> [掲載文]:
________________________

2013-04-04 12:48:29 | ポチの思い出ものがたり

Kさんの子どものころのおもいで話 「トチの思い出ものがたり」

主人公は、K坊やです

                    

昭和40年代頃のお話です

商店街の一角、K坊やの家には、おおきな秋田犬がいました

その名も「トチ」といい、K坊やとはいつもラブラブ、大の仲よしでした

K坊やのお父さんは犬が大好き

なので、K坊やの家には、いつも犬がいました

K坊やが小学校にあがる前に飼われていたのが、この「トチ」でした

                    

K坊やが幼稚園からかえって真っ先にむかうのは、秋田犬「トチ」の小屋

庭におかれたおおきな犬小屋にはいり、K坊やと「トチ」はハグしてじゃれ合います

「トチ」は、立派でおおきくて、そして、おだやかでお利口な秋田犬

おもさは40キロもあろうかという「トチ」なので、背たけもあります

そんな「トチ」の背中にまたがって、K坊やは「トチ」のおしりをバチバチとたたきます

でも「トチ」は嫌がるどころか喜んで、K坊やを背中にのせて歩きまわります

遊びつかれたK坊やが犬小屋のなかでうたた寝すれば、「トチ」も寄りそって寝そべります

そんなK坊やと「トチ」をみて、お父さんは「こまったものだ、犬なんかと寝て・・・」とつぶやいていました

                    

ある日のこと、K坊やは、幼稚園から帰ろうとしてわが目をうたがいました

幼稚園の門のところに、なんと、あの「トチ」が自分を待っているのです

これは、家の犬小屋からぬけ出してきたにちがいない!

―― K坊やの予感はあたっていました

「トチ」は、その後も、たびたび幼稚園にK坊やを迎えに来るようになりました

犬小屋のかべをやぶり、鍵をこわし、手綱をくいちぎって、犬小屋をぬけ出し、K坊やに会いに幼稚園へ行くのです

「トチ」は大好きなK坊やが家にかえってくるのが、待ちきれなかったのでした

                     

でも、「トチ」がK坊やのかよう幼稚園に行くには、駅前につづく商店街を通らなければなりません

商店街のうらには、住宅街がひろがっています

そんな中を、おおきな秋田犬が闊歩していきます、しかも、飼い主なしに・・・

商店街のひとも、住宅街のひとも、そんな「トチ」にまゆをひそめました

「こんな大きな犬が、人通りのおおい道を勝手にあるくなんて、こわくてたまらない」

________________________

> [レコード一覧]:
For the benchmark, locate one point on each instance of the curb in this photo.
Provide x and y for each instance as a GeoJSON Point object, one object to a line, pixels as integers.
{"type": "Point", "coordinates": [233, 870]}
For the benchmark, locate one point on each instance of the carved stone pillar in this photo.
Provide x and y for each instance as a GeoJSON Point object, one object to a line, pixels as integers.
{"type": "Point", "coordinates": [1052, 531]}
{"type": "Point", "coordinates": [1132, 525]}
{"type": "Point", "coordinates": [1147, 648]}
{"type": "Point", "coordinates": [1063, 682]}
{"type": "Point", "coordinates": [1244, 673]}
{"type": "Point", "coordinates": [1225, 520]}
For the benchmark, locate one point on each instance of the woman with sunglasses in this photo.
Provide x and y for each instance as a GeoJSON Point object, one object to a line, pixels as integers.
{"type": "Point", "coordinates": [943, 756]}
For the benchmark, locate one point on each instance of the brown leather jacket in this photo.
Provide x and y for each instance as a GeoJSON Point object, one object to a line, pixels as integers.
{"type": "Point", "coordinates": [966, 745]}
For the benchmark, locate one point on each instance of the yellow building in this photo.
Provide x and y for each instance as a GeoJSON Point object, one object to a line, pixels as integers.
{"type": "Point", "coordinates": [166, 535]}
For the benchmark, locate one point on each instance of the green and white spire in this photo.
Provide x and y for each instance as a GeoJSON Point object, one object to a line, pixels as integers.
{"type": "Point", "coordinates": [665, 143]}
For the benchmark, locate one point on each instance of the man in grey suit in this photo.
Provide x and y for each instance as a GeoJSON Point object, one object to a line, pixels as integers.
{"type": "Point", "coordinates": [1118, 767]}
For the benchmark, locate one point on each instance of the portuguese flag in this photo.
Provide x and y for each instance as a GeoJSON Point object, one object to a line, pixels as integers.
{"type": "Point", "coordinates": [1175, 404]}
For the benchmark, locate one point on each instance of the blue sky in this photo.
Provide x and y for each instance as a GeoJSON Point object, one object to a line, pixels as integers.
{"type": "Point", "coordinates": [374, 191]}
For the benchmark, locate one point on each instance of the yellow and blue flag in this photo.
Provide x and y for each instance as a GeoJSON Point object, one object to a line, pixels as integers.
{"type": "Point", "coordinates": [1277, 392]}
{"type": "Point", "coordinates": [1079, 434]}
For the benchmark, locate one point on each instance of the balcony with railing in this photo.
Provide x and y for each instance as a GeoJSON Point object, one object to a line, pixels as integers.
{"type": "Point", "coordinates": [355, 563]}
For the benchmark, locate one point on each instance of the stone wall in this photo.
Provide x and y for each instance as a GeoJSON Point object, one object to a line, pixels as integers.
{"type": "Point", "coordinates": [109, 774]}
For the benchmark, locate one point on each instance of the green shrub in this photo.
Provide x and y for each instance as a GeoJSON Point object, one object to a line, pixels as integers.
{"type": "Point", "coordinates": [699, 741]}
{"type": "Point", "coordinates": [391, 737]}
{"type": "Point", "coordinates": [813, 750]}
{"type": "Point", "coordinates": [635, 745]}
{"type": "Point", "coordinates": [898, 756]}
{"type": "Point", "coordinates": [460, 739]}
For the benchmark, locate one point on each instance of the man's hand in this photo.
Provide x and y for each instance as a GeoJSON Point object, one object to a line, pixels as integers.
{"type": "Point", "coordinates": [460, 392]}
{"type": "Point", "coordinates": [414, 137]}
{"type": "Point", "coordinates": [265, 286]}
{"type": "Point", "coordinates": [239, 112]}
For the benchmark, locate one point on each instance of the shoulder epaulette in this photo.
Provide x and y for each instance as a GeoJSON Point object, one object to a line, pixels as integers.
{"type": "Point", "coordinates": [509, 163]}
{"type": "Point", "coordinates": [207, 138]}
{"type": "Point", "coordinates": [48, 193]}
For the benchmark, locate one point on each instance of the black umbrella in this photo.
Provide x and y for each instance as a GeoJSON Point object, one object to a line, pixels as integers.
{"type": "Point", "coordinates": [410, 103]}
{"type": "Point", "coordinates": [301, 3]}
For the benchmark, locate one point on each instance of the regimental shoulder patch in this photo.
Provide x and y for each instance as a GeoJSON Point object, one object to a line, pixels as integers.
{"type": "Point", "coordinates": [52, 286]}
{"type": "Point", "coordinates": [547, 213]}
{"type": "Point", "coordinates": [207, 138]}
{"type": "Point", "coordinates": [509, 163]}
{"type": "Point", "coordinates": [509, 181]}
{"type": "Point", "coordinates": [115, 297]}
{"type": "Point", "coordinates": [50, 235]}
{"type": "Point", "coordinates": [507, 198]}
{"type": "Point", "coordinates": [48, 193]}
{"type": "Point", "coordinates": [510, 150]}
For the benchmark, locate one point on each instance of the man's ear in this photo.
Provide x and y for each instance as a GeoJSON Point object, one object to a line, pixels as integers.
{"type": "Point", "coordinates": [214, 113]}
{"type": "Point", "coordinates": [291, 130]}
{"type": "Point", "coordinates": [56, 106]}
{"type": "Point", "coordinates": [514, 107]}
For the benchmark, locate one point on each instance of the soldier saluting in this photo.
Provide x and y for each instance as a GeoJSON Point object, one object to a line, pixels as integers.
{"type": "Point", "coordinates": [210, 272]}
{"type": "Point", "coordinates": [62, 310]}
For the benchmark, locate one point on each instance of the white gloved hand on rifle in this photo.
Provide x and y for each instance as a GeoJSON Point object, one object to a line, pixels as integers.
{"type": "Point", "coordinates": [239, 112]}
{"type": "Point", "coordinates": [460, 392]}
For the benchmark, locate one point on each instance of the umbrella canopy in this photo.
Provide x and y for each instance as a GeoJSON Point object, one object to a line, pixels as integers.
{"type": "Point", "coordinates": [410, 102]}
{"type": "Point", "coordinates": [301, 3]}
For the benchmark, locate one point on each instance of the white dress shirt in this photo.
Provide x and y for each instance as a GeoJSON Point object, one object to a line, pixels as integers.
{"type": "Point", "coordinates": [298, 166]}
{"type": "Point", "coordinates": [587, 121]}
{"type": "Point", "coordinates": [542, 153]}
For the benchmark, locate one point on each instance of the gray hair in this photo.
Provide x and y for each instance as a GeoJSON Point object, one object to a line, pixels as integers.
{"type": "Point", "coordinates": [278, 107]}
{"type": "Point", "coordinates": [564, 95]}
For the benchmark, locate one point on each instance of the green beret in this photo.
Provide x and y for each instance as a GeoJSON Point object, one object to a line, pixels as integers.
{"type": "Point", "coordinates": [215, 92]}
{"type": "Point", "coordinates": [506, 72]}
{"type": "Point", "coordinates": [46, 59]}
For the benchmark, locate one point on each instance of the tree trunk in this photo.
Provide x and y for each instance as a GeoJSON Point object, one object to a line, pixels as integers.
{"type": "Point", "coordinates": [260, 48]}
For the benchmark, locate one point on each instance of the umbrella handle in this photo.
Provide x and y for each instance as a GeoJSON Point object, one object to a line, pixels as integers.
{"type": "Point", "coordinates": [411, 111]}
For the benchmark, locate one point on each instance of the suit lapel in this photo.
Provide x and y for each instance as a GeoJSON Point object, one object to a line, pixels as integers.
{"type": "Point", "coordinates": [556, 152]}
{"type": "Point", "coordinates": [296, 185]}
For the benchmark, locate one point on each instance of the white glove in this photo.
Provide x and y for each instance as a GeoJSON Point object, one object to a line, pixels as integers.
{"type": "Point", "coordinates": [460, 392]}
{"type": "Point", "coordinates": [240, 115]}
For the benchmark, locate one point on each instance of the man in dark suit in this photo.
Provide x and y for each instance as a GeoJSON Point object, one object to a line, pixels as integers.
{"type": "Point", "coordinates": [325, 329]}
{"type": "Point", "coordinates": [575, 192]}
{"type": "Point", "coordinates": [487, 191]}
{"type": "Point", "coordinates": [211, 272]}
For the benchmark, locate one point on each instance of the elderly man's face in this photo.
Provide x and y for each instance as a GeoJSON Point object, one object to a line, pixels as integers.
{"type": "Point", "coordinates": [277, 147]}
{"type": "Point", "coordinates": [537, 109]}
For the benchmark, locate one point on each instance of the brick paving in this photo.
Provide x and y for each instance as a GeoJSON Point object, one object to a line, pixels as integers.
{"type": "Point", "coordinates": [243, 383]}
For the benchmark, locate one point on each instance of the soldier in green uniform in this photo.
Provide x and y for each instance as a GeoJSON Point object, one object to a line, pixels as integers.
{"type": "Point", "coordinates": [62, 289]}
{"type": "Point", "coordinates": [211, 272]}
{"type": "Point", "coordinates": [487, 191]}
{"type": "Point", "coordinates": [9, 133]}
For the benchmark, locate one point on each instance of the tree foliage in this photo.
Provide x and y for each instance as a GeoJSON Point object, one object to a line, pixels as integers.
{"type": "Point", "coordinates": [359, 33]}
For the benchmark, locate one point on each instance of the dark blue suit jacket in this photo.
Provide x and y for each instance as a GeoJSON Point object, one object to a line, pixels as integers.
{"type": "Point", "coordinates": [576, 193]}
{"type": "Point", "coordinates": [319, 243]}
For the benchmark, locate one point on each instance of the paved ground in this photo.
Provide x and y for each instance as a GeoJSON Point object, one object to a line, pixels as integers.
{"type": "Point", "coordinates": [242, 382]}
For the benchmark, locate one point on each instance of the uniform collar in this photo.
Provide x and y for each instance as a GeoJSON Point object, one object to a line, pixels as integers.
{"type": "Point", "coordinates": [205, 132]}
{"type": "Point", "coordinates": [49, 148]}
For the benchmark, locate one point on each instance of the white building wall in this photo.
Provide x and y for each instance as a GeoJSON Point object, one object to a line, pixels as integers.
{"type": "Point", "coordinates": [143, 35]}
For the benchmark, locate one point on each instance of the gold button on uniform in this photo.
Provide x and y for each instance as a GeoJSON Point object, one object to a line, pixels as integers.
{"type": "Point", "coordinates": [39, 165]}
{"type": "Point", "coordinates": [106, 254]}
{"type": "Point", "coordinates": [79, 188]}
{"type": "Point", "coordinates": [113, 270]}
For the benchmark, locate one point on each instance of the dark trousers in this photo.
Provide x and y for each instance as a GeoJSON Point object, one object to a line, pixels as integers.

________________________

> [作業一覧]:
a) 掲載文で、「トチ」はどんな種類の犬だとされているか。
b) 掲載文のうち「ある日のこと、K坊やは」で始まる段落を、おもな事実を残して短い箇条書きにまとめること。
c) 掲載文の「でも「トチ」は嫌がるどころか喜んで、K坊やを背中にのせて歩きまわります」から「これは、家の犬小屋からぬけ出してきたにちがいない!」までを、一字も変えずに引用する。
掲載文だけを手がかりにしてください。

> [課題ごとの解答]:
a) 秋田犬。

b)
- ある日、K坊やが幼稚園から帰ろうとすると、門のところで「トチ」が待っていた
- 「トチ」は家の犬小屋からぬけ出してきたのだった
- その後も「トチ」は、犬小屋のかべをやぶり、鍵をこわし、手綱をくいちぎって、たびたび幼稚園へK坊やを迎えに来るようになった
- 大好きなK坊やの帰りが待ちきれなかったのだった

c)
でも「トチ」は嫌がるどころか喜んで、K坊やを背中にのせて歩きまわります

遊びつかれたK坊やが犬小屋のなかでうたた寝すれば、「トチ」も寄りそって寝そべります

そんなK坊やと「トチ」をみて、お父さんは「こまったものだ、犬なんかと寝て・・・」とつぶやいていました

                    

ある日のこと、K坊やは、幼稚園から帰ろうとしてわが目をうたがいました

幼稚園の門のところに、なんと、あの「トチ」が自分を待っているのです

これは、家の犬小屋からぬけ出してきたにちがいない!